» TEXT EXCERPT:
I also had time to pop down and see some of the suffragette stuff they’ve got on display to commemorate the centenary of the Representation of the People Act of 1918, and though this too was smaller than I was hoping, they did have a few interesting pieces. I liked seeing the grille Muriel Matters and Helen Fox chained themselves to in the Ladies’ Gallery of the House of Commons (both to draw attention to the issue of female suffrage, and to remove the grille itself, which blocked women’s view of Parliamentary proceedings), as well as the body belt they used to do it. I also loved Kitty Marshall’s silver necklace which commemorated her three terms of imprisonment (she was initially imprisoned for throwing a potato at Churchill, which I think is amazing. Potatoes are a hilarious thing to throw at someone, plus Churchill needed to be taken down a peg or two).
  
The pendant given to Louise Eates of the Kensington branch of the WSPU was really interesting too, as was Emmeline Pankhurst’s hunger strike medal, and the letters from Winefride Rix to her daughter written whilst she was in prison were quite sad. I especially liked that the caption mentioned how Winefride did not go on hunger strike with the other suffragettes, and her husband even sent her a box of apples whilst she was in prison. I can appreciate this, because I think it makes Winefride very relatable.  Sure, I can say I would have been right up there with the suffragettes, but in reality, I don’t think I’m brave enough to endure force-feeding. I’d like to think I would at least have participated in marches and things that I could have been arrested for; but to go on a hunger strike on top of it?! I think I would have chickened out big time once they brought out the tubes. So I liked that this exhibition showed that there were a range of women out there fighting the good fight to the best of their abilities, and not just the diehards, commendably brave though they were, which I think is an important lesson, because it shows that everyone can contribute to social change in some small way, and not just those at the more extreme ends of the spectrum.

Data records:

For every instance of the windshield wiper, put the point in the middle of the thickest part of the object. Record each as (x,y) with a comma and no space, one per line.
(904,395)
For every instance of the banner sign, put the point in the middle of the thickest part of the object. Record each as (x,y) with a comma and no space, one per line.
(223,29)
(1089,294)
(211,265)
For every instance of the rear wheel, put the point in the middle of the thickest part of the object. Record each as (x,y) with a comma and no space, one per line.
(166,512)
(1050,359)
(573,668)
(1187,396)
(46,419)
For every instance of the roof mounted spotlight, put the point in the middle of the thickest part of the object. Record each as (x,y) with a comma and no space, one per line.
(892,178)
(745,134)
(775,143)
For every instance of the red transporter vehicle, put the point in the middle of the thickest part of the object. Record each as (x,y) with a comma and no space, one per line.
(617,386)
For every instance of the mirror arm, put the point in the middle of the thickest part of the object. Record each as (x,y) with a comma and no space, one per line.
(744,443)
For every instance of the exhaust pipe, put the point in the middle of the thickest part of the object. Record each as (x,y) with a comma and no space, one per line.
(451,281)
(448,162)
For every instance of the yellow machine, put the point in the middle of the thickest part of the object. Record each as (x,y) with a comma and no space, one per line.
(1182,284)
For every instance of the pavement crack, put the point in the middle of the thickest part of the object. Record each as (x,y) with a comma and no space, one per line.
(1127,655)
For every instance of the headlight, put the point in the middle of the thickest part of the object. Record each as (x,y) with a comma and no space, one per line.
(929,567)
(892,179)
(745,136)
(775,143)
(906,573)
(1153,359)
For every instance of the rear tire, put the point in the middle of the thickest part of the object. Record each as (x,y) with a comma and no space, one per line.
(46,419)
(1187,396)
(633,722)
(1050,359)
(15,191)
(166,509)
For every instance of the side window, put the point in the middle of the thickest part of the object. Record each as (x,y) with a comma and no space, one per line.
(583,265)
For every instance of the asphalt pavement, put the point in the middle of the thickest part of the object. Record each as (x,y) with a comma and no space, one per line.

» ABOUT THIS EXERCISE: Can you condense the paragraph of the text excerpt that begins "I also had time to pop down" into a short bulleted list that keeps its main facts?

» ANSWER FOR THIS EXERCISE:
- A display of suffragette items marks the centenary of the Representation of the People Act of 1918. It was smaller than hoped but included a few interesting pieces.
- On show was the grille in the Ladies' Gallery of the House of Commons that Muriel Matters and Helen Fox chained themselves to, along with the body belt they used. They did it to draw attention to female suffrage and to remove the grille, which blocked women's view of Parliamentary proceedings.
- Kitty Marshall's silver necklace commemorated her three terms of imprisonment. She was first imprisoned for throwing a potato at Churchill.